PASSAGE GIVEN:
As we look ahead to the spring movie season — when new, big films begin to appear — the Reel Dad checks out the nutritional value of some smaller films that are coming out on DVD. This week’s pick is A Royal Affair, a nominee for Best Foreign Language Film.

A young lady says goodbye to her mother, uncertain of what may be ahead in her life, unaware of the complexities she will soon experience. The princess realizes what people in her homeland of England expect of her as she prepares to travel to a Copenhagen to marry into Danish royalty. Little does she know how her inclination to help others, and her insecurities about herself, will ultimately make a difference to many and complicate her life.

While the Danish film A Royal Affair may look like a traditional costume drama, with lavish sets and costumes, it reaches beyond the familiarity of the sumptuous genre to explore issues that influenced the ages. While offering a predictable menu of marital tension, adulterous temptation and intrigue at court, the film examines political issues of the day that ultimately influence major reforms across Europe. Even if you avoid big dresses and powdered wigs at the movies, you will be intrigued by the world these decorations inhabit. A Royal Affair, despite taking place in the 18th Century, feels as current as today’s headlines about people struggling with economic challenges, social injustice and parental pressures.

REQUIRED WORK:
1. Please summarize the review in two sentences.
2. List the struggles in today's headlines that the review's final sentence says the film feels as current as.
3. According to the review, what award is A Royal Affair nominated for?
Nothing in the listing is needed for this work.

GIVEN DATA:
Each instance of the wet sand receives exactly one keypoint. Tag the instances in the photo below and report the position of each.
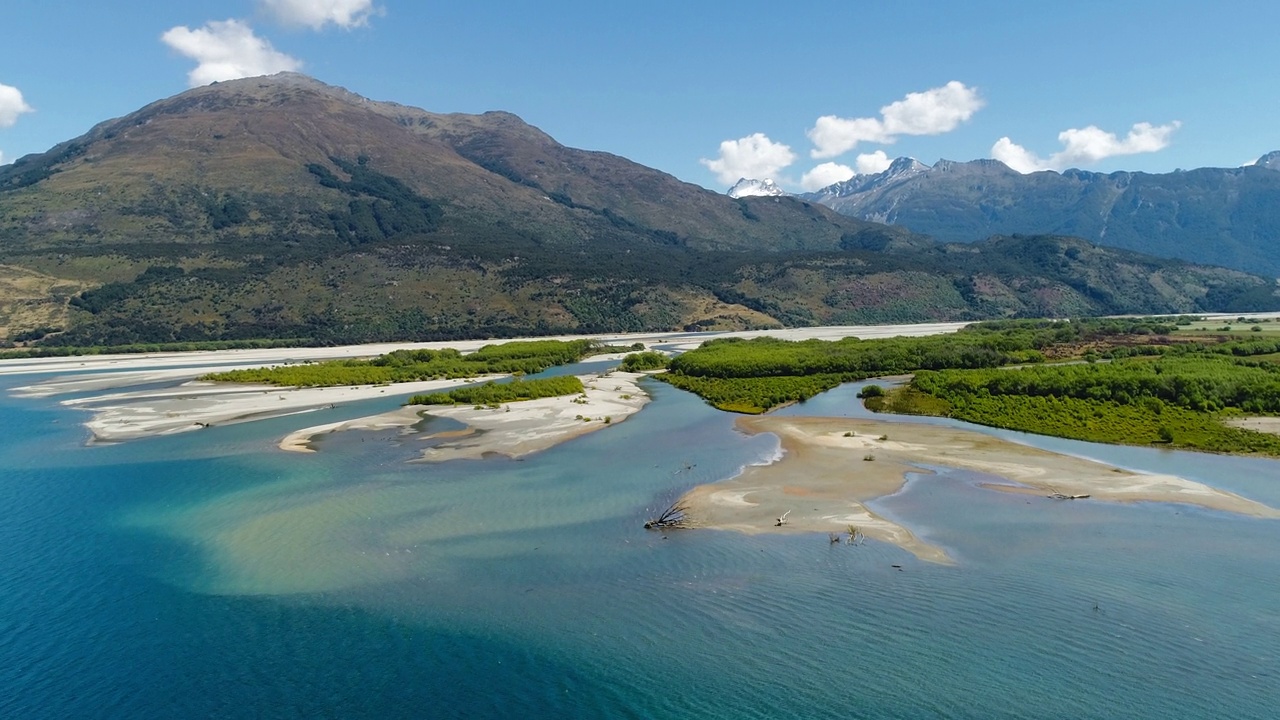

ANSWER LIST:
1. The review, part of a look at smaller films coming out on DVD, picks A Royal Affair, a Best Foreign Language Film nominee about an English princess who travels to Copenhagen to marry into Danish royalty. It says that although the Danish film looks like a lavish costume drama, it examines political issues that influenced major reforms across Europe and feels as current as today's headlines.

2.
- Economic challenges
- Social injustice
- Parental pressures

3. Best Foreign Language Film.